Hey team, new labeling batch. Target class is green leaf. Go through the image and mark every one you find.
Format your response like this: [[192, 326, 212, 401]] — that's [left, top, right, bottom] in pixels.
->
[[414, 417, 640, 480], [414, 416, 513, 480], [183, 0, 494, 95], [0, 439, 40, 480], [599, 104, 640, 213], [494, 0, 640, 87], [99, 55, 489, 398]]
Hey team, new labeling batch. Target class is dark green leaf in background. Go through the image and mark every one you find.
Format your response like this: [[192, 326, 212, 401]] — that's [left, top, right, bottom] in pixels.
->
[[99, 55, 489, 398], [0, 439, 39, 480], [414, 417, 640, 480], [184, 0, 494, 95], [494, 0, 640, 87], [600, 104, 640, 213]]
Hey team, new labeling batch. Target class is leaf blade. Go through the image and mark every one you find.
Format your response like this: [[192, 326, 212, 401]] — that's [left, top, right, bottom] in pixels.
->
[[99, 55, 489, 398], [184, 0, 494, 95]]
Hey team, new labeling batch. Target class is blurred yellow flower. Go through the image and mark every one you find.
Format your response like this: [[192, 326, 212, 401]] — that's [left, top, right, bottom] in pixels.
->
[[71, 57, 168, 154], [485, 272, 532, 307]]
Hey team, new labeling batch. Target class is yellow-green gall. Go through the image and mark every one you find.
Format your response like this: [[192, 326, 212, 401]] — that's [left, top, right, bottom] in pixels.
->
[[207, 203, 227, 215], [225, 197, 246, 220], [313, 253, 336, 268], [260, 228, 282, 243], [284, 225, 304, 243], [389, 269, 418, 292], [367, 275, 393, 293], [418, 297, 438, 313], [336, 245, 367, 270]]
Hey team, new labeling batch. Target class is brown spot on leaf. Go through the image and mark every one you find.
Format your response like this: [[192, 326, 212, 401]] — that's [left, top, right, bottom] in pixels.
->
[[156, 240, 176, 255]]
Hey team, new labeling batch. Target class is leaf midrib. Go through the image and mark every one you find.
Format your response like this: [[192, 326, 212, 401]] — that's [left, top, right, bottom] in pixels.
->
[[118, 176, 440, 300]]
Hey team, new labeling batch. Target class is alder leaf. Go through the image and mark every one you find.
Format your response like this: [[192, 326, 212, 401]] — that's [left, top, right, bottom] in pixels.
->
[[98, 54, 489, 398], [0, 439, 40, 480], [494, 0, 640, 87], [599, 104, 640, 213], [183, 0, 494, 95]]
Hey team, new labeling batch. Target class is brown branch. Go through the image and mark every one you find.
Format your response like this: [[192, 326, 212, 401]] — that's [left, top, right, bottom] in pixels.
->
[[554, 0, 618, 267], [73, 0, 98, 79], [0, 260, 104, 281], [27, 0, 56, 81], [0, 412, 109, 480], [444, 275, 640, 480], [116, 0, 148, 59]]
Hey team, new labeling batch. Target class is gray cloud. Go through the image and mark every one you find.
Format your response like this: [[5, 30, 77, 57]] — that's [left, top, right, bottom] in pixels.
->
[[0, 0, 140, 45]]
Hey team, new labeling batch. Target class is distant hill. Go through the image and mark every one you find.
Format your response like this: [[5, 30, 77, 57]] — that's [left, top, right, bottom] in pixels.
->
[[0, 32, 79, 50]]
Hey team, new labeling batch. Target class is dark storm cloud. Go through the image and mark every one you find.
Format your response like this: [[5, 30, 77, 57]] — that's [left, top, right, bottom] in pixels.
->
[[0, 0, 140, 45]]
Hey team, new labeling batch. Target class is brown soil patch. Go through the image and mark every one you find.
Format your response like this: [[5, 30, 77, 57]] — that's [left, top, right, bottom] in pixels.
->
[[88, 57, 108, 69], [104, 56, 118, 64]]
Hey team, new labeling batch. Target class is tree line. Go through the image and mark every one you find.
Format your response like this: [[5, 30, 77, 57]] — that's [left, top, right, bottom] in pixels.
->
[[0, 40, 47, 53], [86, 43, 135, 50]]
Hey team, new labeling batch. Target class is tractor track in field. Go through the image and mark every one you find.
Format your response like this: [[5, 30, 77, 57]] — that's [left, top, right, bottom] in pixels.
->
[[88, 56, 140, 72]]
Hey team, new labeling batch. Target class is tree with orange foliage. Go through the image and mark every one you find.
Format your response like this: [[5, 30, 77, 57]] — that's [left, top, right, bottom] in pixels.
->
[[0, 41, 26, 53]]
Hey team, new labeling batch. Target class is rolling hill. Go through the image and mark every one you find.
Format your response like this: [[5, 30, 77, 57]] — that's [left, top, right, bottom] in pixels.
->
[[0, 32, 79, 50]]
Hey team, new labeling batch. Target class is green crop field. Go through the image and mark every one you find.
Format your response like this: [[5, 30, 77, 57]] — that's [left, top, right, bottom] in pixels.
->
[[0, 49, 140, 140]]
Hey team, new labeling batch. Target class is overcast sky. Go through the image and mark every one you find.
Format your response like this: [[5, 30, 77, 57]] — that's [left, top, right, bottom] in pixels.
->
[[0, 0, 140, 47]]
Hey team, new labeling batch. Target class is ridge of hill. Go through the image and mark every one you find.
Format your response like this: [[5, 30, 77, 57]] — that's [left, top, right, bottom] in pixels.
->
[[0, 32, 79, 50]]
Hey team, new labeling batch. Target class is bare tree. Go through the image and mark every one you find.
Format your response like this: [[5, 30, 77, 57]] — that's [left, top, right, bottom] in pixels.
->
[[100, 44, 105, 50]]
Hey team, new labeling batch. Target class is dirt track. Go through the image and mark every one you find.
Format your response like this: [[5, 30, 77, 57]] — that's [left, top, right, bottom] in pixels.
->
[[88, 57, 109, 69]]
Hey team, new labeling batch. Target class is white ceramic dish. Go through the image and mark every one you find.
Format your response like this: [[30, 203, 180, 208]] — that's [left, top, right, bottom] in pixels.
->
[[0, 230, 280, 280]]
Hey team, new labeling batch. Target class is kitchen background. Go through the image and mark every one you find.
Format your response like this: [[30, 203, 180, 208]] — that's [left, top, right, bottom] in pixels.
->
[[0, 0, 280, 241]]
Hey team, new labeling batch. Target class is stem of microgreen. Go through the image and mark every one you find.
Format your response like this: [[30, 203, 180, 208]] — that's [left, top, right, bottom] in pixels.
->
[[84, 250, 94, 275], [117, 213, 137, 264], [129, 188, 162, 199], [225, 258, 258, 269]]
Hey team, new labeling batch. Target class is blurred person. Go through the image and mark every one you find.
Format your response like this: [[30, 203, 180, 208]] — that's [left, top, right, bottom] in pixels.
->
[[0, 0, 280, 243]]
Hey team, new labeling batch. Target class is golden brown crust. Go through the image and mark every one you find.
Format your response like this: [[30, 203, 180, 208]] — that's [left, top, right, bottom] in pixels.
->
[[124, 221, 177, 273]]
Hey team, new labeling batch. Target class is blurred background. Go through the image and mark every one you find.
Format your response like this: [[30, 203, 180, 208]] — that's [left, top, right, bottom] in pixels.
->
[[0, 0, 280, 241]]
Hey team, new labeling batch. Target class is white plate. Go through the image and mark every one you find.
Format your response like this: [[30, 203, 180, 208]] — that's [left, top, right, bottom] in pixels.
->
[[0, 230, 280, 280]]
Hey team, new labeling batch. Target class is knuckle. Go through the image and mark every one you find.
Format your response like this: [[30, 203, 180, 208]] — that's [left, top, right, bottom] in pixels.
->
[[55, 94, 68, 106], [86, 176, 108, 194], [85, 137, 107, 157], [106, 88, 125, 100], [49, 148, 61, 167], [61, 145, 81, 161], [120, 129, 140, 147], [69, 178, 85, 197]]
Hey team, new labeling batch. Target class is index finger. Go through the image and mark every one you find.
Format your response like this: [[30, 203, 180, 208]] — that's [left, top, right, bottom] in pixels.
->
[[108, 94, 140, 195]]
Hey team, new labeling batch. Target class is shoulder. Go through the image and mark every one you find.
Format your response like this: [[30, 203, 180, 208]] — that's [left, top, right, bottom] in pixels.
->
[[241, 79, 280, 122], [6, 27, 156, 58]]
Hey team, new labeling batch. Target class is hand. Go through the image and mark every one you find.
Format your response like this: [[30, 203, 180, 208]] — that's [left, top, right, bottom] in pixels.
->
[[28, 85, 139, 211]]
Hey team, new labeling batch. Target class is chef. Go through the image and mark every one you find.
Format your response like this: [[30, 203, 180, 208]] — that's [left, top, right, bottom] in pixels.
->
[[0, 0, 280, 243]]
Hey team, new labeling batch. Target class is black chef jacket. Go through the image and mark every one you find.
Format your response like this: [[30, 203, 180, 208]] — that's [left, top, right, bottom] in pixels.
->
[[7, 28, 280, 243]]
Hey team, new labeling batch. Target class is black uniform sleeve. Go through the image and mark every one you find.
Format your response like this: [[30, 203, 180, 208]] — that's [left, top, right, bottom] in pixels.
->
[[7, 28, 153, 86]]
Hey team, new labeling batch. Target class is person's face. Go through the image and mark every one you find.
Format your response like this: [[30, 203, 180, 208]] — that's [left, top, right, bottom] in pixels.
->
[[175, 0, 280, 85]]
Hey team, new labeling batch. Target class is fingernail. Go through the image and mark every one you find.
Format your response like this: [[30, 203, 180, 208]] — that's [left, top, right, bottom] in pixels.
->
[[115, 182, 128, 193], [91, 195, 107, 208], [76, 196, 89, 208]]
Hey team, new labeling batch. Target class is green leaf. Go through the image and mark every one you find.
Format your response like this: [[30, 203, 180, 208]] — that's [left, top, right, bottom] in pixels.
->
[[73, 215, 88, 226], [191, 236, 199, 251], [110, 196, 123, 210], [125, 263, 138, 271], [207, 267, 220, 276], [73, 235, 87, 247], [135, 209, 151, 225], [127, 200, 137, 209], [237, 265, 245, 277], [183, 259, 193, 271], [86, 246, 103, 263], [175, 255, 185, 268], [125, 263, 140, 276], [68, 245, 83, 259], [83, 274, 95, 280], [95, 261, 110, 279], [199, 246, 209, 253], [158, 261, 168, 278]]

____________________

:: Task statement ::
Reproduce verbatim the lines of the items above, from the line holding "Hey team, new labeling batch. Target class is blurred person." through the line holding "[[241, 79, 280, 122], [6, 27, 156, 58]]", inclusive.

:: Complete response ::
Hey team, new labeling batch. Target class is blurred person. Go through the image and mark every one you find.
Format your response like this: [[30, 203, 180, 208]] — that's [left, top, right, bottom] in pixels.
->
[[0, 0, 280, 243]]
Hey team, new labeling batch. Target class is golden brown crust. Go through the image and mark every one you find.
Format your response like this: [[30, 203, 180, 208]] — that's [left, top, right, bottom] in pixels.
->
[[124, 221, 177, 273]]
Hey team, new labeling batch. Target class is blurred background. Go through the image and mark every one you find.
Format your response like this: [[30, 203, 180, 208]] — that's [left, top, right, bottom] in pixels.
->
[[0, 0, 280, 241]]
Hey team, new labeling batch. Target class is white plate. Go through the image and mark every one you find.
Format your response like this: [[30, 203, 180, 208]] — that's [left, top, right, bottom] in pixels.
->
[[0, 230, 280, 280]]
Hey team, new labeling batch. Target class is knuckle. Go through the image and mark every one you find.
Format your response like this: [[30, 203, 180, 208]] — that's [left, top, right, bottom] in pixels.
->
[[55, 94, 68, 106], [86, 176, 108, 194], [85, 137, 107, 157], [106, 88, 125, 100], [49, 148, 61, 167], [61, 145, 81, 161], [120, 129, 140, 147], [69, 178, 85, 197]]
Hey team, new labeling batch. Target class is index finger. Go through the image and mark every one you find.
Format your response like this: [[30, 203, 180, 208]] — that's [left, top, right, bottom] in pixels.
->
[[108, 94, 140, 195]]
Hey team, new labeling batch. Target class is shoulder. Go through the image and mark every one you find.
Format your response like this: [[30, 203, 180, 208]] — that's [left, top, right, bottom] in pixels.
->
[[241, 79, 280, 122], [6, 27, 156, 58]]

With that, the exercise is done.